■ Text to read ■
↓↓↓
Multiple documents in one test file

Sometimes it is convenient if we can specify multiple independent tests
in one file. To give an example, let's discuss test/MC/ELF/debug-md5.s and
test/MC/ELF/debug-md5-err.s (.file directive in the assembler).

a) An invalid .file makes the whole file invalid. Because errors lead to a
non-zero exit code, We have to use `RUN: not llvm-mc %s` for the whole file.
This often lead to users placing good (`RUN: llvm-mc %s`) and bad tests (`RUN:
not llvm-mc %s`) separately. For some features, having both good and bad tests
in one file may improve readability.
b) .debug_line is a global resource. Whenever we add a (valid) .file, we
contribute an entry to the global resource. If we want to test some
characteristics when include_directories[0] is A, and other characteristics
when include_directories[0] is B, we have to use another test file.

The arguments apply to many other types of tests (opt on .ll, llc on .ll and .mir, clang on .c, yaml2obj on .yaml, etc).

I have a patch teaching llvm-mc about an option to split input: ⚙ D83725 [llvm-mc] Add --doc-id=<id> to support multiple documents in a file
(30+ lines)

In a comment, Richard Smith mentioned whether we can add a separate extractor utility:

# RUN: extract bb %s | llvm-mc - 2>&1 | FileCheck %s --check-prefix=BB

or

# RUN: extract bb %s -o %t.bb
# RUN: llvm-mc %t.bb 2>&1 | FileCheck %t.bb

The advantage is its versatility. The downside is somewhat verbose syntax.

Some questoms:

1. What do people think of the two approaches? An in-utility option vs a standalone utility.
2. For llvm-mc, if we go with an option, is there a better name than --doc-id? David Blaikie proposed --asm-id
   (This is my personal preference, trading 30+ lines in a utility for simpler syntax)
3. If we add a standalone utility, how shall we name it? (Note that llvm-extract exists, but people can probably distinguish 'extract' from llvm-extract

(+Richard - it’s handy to include folks from previous discussions explicitly so everyone can more easily keep track of the conversation)

Sometimes it is convenient if we can specify multiple independent tests
in one file. To give an example, let’s discuss test/MC/ELF/debug-md5.s and
test/MC/ELF/debug-md5-err.s (.file directive in the assembler).
↑↑↑
■ Work to complete ■
- a) According to the thread on multiple tests in one file, why does testing characteristics with include_directories[0] as A and then as B require another test file? Explain in one to three sentences.
- b) Carry on the thread on multiple tests in one file from the point where it stops.
The data that comes after this point is separate material and is not part of the thread on multiple tests in one file.

■ Source material ■
↓↓↓
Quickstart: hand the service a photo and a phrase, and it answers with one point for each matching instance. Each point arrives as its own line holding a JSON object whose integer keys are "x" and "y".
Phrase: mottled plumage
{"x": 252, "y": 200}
↑↑↑
■ Replies ■
- a) The .debug_line section is a global resource, and every valid .file directive adds an entry to it. Because of this, the case where include_directories[0] is A and the case where it is B have to go in separate test files.

- b)
a) An invalid .file makes the whole file invalid. Because errors lead to a
non-zero exit code, We have to use RUN: not llvm-mc %s for the whole file.
This often lead to users placing good (RUN: llvm-mc %s) and bad tests (RUN: not llvm-mc %s) separately. For some features, having both good and bad tests
in one file may improve readability.
b) .debug_line is a global resource. Whenever we add a (valid) .file, we
contribute an entry to the global resource. If we want to test some
characteristics when include_directories[0] is A, and other characteristics
when include_directories[0] is B, we have to use another test file.

The arguments apply to many other types of tests (opt on .ll, llc on .ll and .mir, clang on .c, yaml2obj on .yaml, etc).

I have a patch teaching llvm-mc about an option to split input: https://reviews.llvm.org/D83725
(30+ lines)

In a comment, Richard Smith mentioned whether we can add a separate extractor utility:

# RUN: extract bb %s | llvm-mc - 2>&1 | FileCheck %s --check-prefix=BB

or

# RUN: extract bb %s -o %[t.bb](http://t.bb)
# RUN: llvm-mc %[t.bb](http://t.bb) 2>&1 | FileCheck %[t.bb](http://t.bb)

Could make “extract” work a bit like “tee” so it can still be one line:

RUN: extract bb %s -o %t.bb | llvm-mc - 2>&1 | FileCheck %t.bb

(could even make it a bit shorter for convenience - ‘ex’ or something)

The advantage is its versatility. The downside is somewhat verbose syntax.

Some questoms:

  1. What do people think of the two approaches? An in-utility option vs a standalone utility.
  2. For llvm-mc, if we go with an option, is there a better name than --doc-id? David Blaikie proposed --asm-id
    (This is my personal preference, trading 30+ lines in a utility for simpler syntax)
  3. If we add a standalone utility, how shall we name it? (Note that llvm-extract exists, but people can probably distinguish ‘extract’ from llvm-extract

I think some of the truly internal utilities are named without the llvm prefix - isn’t stuff like “not” actually implemented as a local tool? hmm, guess not, maybe that’s a built-in inside lit.
Only risk I can think of with the name is the auto-name expansion of lit replacing any token ‘ex’ with the full path to the tool, so you might have to be careful about not using that character sequence as a standalone argument on a RUN line - but that seems OK.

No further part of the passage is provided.